# [TEXT BLOCK]
|---|
The term “best current practice” is used commonly in security applications as a representation of the most proven and effective techniques and practices used to protect against a type of cyber threat at that time. I stress the ‘at that time’ because cyber threats are continuously evolving so what works well today may not be completely effective in the future. It’s critical that you constantly evaluate the threat landscape and your security controls to ensure that there are not any new attack methods that would evade your defenses.
The DDoS threat landscape has undergone some changes over the last few years that are worth considering. The sheer number of attacks seen and the diversity of customers that are being attacked has been steadily on the rise, with Ransom DDoS (RDDoS) in particular, driving this to new levels. You inevitably have heard that attacks have increased in size and complexity in multiple industry and vendor reports. The size can be attributed to larger botnets enabled by IoT and mobile exploits along with the popularity and availability of reflection/amplification vectors. The complexity comes from strong technological advances in the tools available to attackers that allow them to control larger botnets, conduct surveillance on the victim to customize attacks, vary/combine attack techniques, and vary attack times and durations. SSL based attacks have also grown in frequency making it harder for defenders to analyze the traffic.
There have also been expansive changes to the attack surface for most companies. Over the past 2 years, most companies have had to accommodate a larger remote workforce, and many have accelerated plans to move some or all their workloads to the cloud. This has increased the number of applications that corporate users are accessing regularly and has broadened the number of places from which these apps are accessed. Productivity for companies now largely relies on this larger, more fragile, ecosystem, remaining operational, so tolerance is at an all-time low for any type of disruption of services and the demand for greater interoperability with existing customer processes and tools is at an all-time high.
|---|
# [DATA RECORDS]
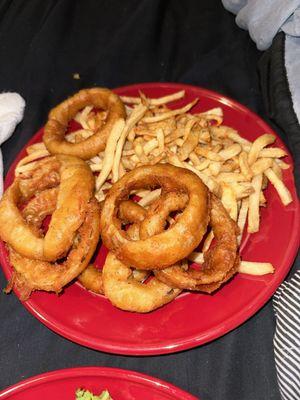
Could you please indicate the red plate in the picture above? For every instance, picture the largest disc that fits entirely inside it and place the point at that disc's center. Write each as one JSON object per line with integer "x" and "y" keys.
{"x": 121, "y": 384}
{"x": 191, "y": 319}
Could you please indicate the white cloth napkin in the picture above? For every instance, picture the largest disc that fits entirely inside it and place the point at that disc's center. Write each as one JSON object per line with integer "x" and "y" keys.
{"x": 264, "y": 18}
{"x": 12, "y": 107}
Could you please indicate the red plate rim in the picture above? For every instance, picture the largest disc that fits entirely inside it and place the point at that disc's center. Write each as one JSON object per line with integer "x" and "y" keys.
{"x": 81, "y": 372}
{"x": 221, "y": 329}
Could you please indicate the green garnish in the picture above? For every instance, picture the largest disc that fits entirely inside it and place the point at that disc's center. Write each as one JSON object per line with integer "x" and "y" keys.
|---|
# [DIRECTIVES]
1. Quote the DDoS passage starting at "There have also" and ending at "an all-time high.".
2. According to the DDoS passage, what do advances in attacker tools allow attackers to do? List each one.
The lines are separate material from the DDoS passage.

# [FINAL ANSWERS]
1.
There have also been expansive changes to the attack surface for most companies. Over the past 2 years, most companies have had to accommodate a larger remote workforce, and many have accelerated plans to move some or all their workloads to the cloud. This has increased the number of applications that corporate users are accessing regularly and has broadened the number of places from which these apps are accessed. Productivity for companies now largely relies on this larger, more fragile, ecosystem, remaining operational, so tolerance is at an all-time low for any type of disruption of services and the demand for greater interoperability with existing customer processes and tools is at an all-time high.

2.
- Control larger botnets
- Conduct surveillance on the victim to customize attacks
- Vary or combine attack techniques
- Vary attack times and durations